▶ **What to do**: In the listing below, repeat exactly every line from the first through the line containing "outline --target=red car", with nothing else.

▶ **Data for analysis**:
════════════════════
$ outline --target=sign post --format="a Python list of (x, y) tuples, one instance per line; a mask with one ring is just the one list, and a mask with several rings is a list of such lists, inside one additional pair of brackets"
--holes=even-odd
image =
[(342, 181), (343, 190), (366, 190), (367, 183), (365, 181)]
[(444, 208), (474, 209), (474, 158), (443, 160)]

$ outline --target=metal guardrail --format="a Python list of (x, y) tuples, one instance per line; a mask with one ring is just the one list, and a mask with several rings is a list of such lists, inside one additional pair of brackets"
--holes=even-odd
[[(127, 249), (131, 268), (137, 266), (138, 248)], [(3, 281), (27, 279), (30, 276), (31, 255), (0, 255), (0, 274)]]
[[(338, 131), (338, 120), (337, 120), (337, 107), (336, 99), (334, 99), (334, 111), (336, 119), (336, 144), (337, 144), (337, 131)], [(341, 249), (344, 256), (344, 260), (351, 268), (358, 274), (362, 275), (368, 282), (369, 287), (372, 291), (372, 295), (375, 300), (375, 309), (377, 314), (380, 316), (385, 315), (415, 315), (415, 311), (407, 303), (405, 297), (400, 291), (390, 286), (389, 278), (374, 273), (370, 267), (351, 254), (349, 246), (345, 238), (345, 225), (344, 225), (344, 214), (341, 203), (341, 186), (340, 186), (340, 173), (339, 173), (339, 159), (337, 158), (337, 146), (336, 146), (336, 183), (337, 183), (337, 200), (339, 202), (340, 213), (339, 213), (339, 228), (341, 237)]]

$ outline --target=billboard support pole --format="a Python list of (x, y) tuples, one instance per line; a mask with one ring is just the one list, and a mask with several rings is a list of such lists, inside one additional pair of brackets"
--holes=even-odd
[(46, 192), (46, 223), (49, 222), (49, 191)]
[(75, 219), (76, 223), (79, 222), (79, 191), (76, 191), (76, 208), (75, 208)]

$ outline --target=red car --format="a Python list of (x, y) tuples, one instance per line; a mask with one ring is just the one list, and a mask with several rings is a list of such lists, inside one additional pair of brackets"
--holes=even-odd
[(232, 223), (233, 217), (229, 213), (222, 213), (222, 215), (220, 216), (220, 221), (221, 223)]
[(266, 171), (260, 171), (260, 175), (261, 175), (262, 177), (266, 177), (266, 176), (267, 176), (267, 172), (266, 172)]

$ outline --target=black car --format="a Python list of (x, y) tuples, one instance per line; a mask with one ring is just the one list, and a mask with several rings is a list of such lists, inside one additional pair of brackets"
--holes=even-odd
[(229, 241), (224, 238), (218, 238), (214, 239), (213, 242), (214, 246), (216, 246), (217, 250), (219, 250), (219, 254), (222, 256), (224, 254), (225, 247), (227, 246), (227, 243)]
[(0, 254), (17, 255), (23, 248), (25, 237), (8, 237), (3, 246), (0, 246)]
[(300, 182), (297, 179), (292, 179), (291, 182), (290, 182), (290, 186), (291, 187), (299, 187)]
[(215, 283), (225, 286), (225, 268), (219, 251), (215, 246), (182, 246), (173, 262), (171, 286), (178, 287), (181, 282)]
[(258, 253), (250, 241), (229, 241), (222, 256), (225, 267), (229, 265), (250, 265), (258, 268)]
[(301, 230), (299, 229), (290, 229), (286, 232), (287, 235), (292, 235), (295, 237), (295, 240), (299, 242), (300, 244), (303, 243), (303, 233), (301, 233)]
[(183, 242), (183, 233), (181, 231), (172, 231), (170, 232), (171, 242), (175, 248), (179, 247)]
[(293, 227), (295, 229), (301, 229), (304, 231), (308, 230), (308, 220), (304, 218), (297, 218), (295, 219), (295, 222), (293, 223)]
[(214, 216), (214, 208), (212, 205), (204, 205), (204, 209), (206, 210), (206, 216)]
════════════════════
▶ **Output below**:
$ outline --target=sign post --format="a Python list of (x, y) tuples, one instance per line; a mask with one ring is just the one list, and a mask with several rings is a list of such lists, inside one additional pair of brackets"
--holes=even-odd
image =
[(342, 181), (343, 190), (366, 190), (367, 183), (365, 181)]
[(444, 208), (474, 209), (474, 158), (443, 160)]

$ outline --target=metal guardrail --format="a Python list of (x, y) tuples, one instance per line; a mask with one ring is just the one list, and a mask with several rings is a list of such lists, inside one additional pair of brackets"
--holes=even-odd
[[(127, 249), (131, 268), (137, 266), (138, 248)], [(3, 281), (27, 279), (30, 276), (31, 255), (0, 255), (0, 274)]]
[[(338, 131), (338, 120), (337, 120), (337, 107), (336, 99), (334, 99), (334, 111), (336, 119), (336, 144), (337, 144), (337, 131)], [(341, 249), (344, 256), (344, 260), (351, 268), (358, 274), (362, 275), (368, 282), (369, 287), (372, 291), (372, 295), (375, 300), (375, 309), (377, 314), (380, 316), (385, 315), (415, 315), (415, 311), (407, 303), (405, 297), (400, 291), (390, 286), (389, 278), (374, 273), (370, 267), (351, 254), (349, 246), (345, 238), (345, 225), (344, 225), (344, 214), (341, 203), (341, 186), (340, 186), (340, 173), (339, 173), (339, 159), (337, 158), (337, 146), (336, 146), (336, 183), (337, 183), (337, 200), (339, 202), (340, 213), (339, 213), (339, 228), (341, 237)]]

$ outline --target=billboard support pole --format="a Python list of (x, y) tuples, one instance per line; a mask with one ring is just the one list, and a mask with several rings is a list of such lists, inside one additional pair of brackets"
--holes=even-odd
[(46, 192), (46, 223), (49, 222), (49, 191)]
[(75, 219), (76, 223), (79, 222), (79, 191), (76, 191), (76, 208), (75, 208)]

$ outline --target=red car --format="a Python list of (x, y) tuples, one instance per line; a mask with one ring is just the one list, and a mask with several rings is a list of such lists, inside one additional pair of brackets"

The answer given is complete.